Our Supreme Court acknowledged in Commission on Human Rights & Opportunities v. Echo Hose Ambulance, supra, 322 Conn. 160, " in construing [the Connecticut Fair Employment Practices Act] [the court is] properly guided by the case law surrounding fair employment legislation . . . [O]ur legislature's intent, in general, was to make CFEPA compliment the provisions of Title VII" of the Civil Rights Act. Accordingly, this court acknowledges a persuasive case, Shah v. Bank of America, 346 Fed.Appx. 831 (3rd Cir. September 10, 2009), which examined whether the plaintiff was an employee of the bank or a staffing company in deciding whether the plaintiff successfully stated a claim under Title VII of the Civil Rights Act against his putative employer. The Shah court examined " the common law of agency and the traditional master-servant doctrine, " and found that in determining whether the defendant was the plaintiff's employer for the Civil Rights Act, the court " should consider: the hiring party's right to control the manner and means by which the product is accomplished, the skill required; the source of the instrumentalities and tools; the location of the work; the duration of the relationship between the parties; whether the hiring party has the right to assign additional protects to the hired party; the extent of the hired party's discretion over when and how long to work; the method of payment; the hired party's role in hiring and paying assistants; whether the work is part of the regular business of the hiring party; whether the hiring party is in business; the provision of employee benefits; and the tax treatment of the hired party." (Citation omitted.) Id., 835.

Although the Shah court found that the plaintiff did not provide evidence that the bank was his employer rather than the staffing company; id.; the Eastern District of Pennsylvania in Cauler v. Lehigh Valley Hospital, United States District Court, No. 15-CV-01082, (E.D. of PA, May 14, 2015) found the Shah factors " helpful in defining [the employer-employee] relationship" but found that it was " unable to conduct" " an analysis [under the Shah factors] because [a] plaintiff's factual allegations [were] so sparse." The Cauler court found, nevertheless, that a plaintiff's allegations " clearly show[ed] that [the staffing company] not [the hospital] had control over [a plaintiff's] employment . . ."

_DATA SEGMENT_

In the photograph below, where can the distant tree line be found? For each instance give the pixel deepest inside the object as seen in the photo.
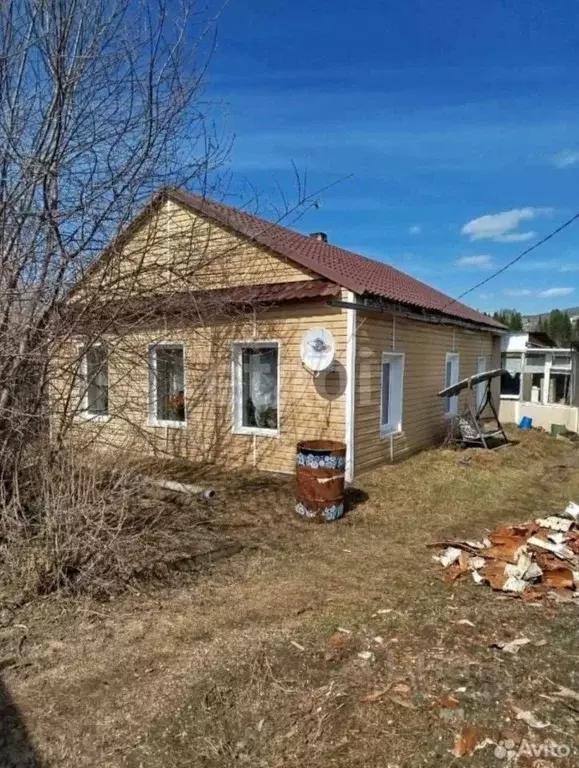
(557, 324)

_EXERCISES TO COMPLETE_
A. Please rewrite the paragraph beginning "Although the Shah court found" in the employer-status passage more briefly, keeping its main facts.
B. Carry on with the employer-status passage from the point where it stops.

_LIST OF ANSWERS_
A. The Shah court found that the plaintiff offered no evidence that the bank, rather than the staffing company, was his employer. In Cauler v. Lehigh Valley Hospital (No. 15-CV-01082, May 14, 2015), the Eastern District of Pennsylvania called the Shah factors helpful in defining the employer-employee relationship. It could not apply them, however, because the plaintiff's factual allegations were too sparse. Even so, it found that the allegations clearly showed the staffing company, not the hospital, controlled the plaintiff's employment.

B.
Count three of the amended complaint contains no factual allegations that EBM " ha[d] the right to control the means and methods used by [the plaintiff] in the performance of . . . [his] job." See Commission on Human Rights & Opportunities v. Echo Hose Ambulance, supra, 322 Conn 160 n.4. Similarly, the plaintiff has alleged that it performed work at EBM's worksite, but the plaintiff has not alleged any additional facts in count three that EBM had the right to control the plaintiff's work under the Shah factors. Accordingly, count three is legally insufficient because it does not allege facts in support of a claim that EBM had the right to control the plaintiff's work. Without those allegations, count three does not sufficiently allege that EBM was the plaintiff's employer, a condition necessary to state a disability discrimination claim under the Connecticut Fair Employment Practices Act.

See also Perodeau v. Hartford, 259 Conn. 729, 744, 792 A.2d 752 (2002) (finding that the Connecticut Fair Employment Practices Act imposes liability upon employers).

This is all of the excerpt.